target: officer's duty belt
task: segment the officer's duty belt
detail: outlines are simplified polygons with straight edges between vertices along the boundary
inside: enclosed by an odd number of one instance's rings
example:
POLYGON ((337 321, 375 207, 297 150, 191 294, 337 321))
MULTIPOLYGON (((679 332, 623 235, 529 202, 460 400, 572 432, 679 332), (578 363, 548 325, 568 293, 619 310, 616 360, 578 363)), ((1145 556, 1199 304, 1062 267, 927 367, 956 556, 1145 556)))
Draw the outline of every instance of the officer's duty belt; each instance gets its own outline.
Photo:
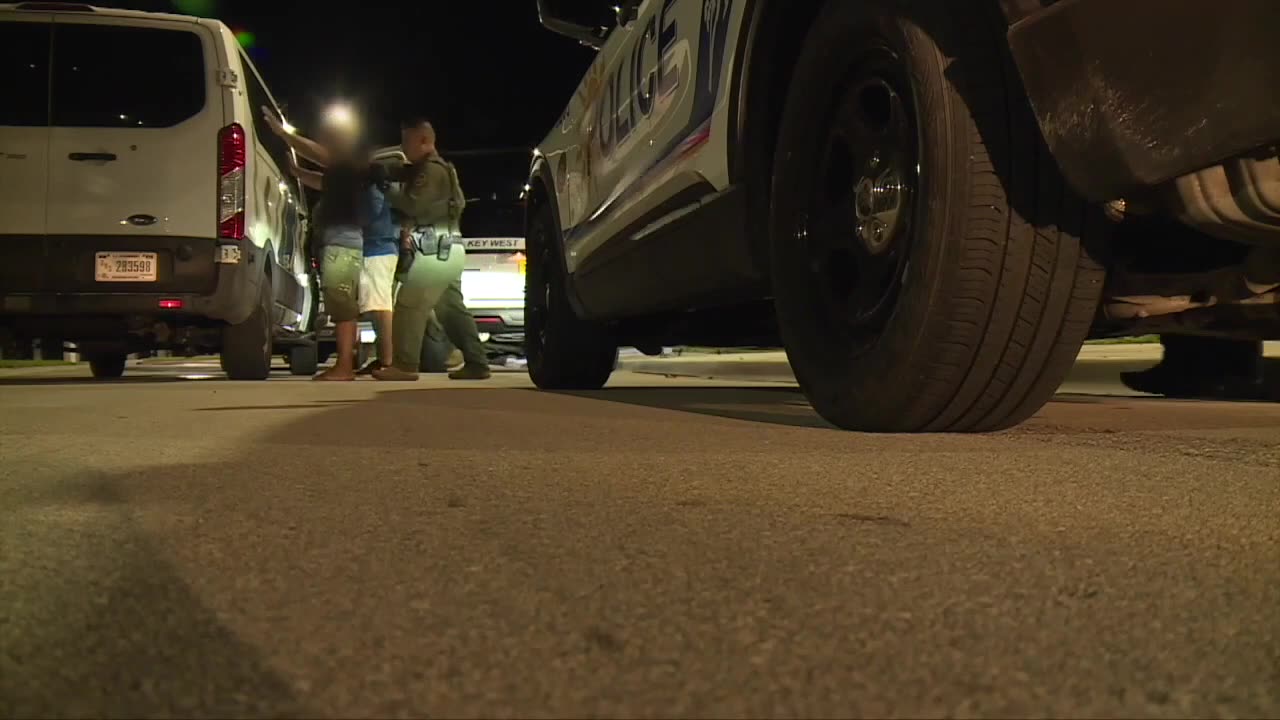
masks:
POLYGON ((420 225, 410 232, 413 238, 413 245, 417 251, 423 255, 435 255, 440 252, 442 243, 448 245, 461 245, 462 238, 457 235, 447 235, 436 231, 434 225, 420 225))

• [WHAT YOU ARE ASKED TO DO]:
Give the listing again word for word. Skip any pictures.

• [TASK ANSWER]:
target: officer's duty belt
task: segment the officer's duty belt
detail: outlines are simplified polygons with straight edges between vertices along the boundary
inside: enclosed by an odd number of one instance's rings
example:
POLYGON ((337 321, 375 207, 297 150, 191 294, 337 321))
MULTIPOLYGON (((679 332, 623 235, 529 202, 460 400, 572 432, 679 332), (578 363, 548 325, 568 293, 619 310, 616 360, 578 363)), ((1145 556, 1199 304, 1062 267, 927 367, 956 556, 1145 556)))
Draw the outline of every instance of the officer's duty belt; each instance gets its own outline.
Photo:
masks:
POLYGON ((420 225, 410 232, 413 238, 413 245, 417 251, 423 255, 435 255, 440 252, 442 243, 448 245, 461 245, 462 238, 457 235, 447 235, 436 231, 434 225, 420 225))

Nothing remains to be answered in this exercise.